Articles, Travel

Are European cities getting better and U.S. cities getting worse?

Last year, I visited New York and Seattle and was surprised to see so many homeless and drug addicts roaming around the streets. Public transportation seemed more chaotic than usual and the cities still were reeling with disorder and a highest cost of living. I haven’t visited other cities there recently, but many visitors tell horror stories of Chicago, San Francisco and Los Angeles, not to mention Philadelphia, where the “walking dead” filled with meth and “tranq” take over many sidewalks and live permanently in tents.

In Europe, however, I’ve been recently to Berlin, Barcelona and Palermo, and all of them seemed to be doing pretty well. The cities were swarming with tourists, with many streets converted into pedestrian zones and full of restaurants, shops and cafes. The sidewalks looked cleaner than just a few years before, and they didn’t give a feeling of danger or decay as some American streets do these days. Sure, there were also a few beggars here and there, but not as many as in major American cities. While in the U.S. violent crime and shoplifting have lead to many store closures, in Europe this is rarely an issue, although you may need to be careful of pickpockets and gypsy pretend-beggars.

------------------------------------------------------------

• [WORK INSTRUCTIONS]
Answer these questions from the travel article above:
1. Which two U.S. cities did the writer visit last year?
2. Which three European cities has the writer been to recently?
3. What does the article say has led to many store closures in the U.S.?

------------------------------------------------------------

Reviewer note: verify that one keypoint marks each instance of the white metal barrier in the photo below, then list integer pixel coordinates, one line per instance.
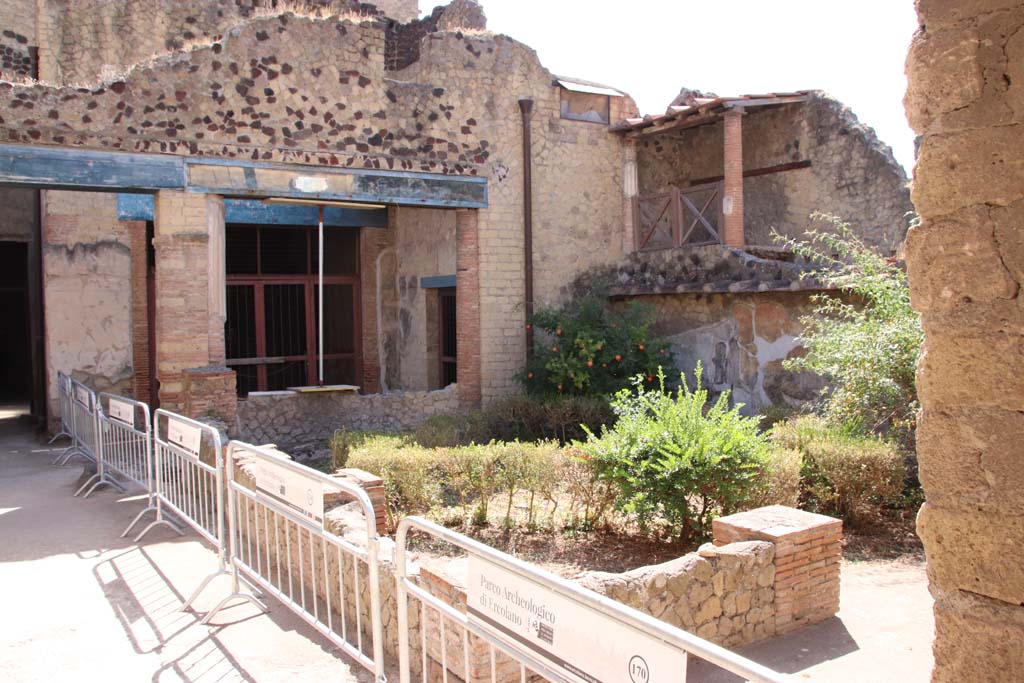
(83, 424)
(278, 540)
(521, 621)
(188, 466)
(124, 441)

------------------------------------------------------------

• [ANSWER]
1. New York and Seattle
2. Berlin, Barcelona and Palermo
3. Violent crime and shoplifting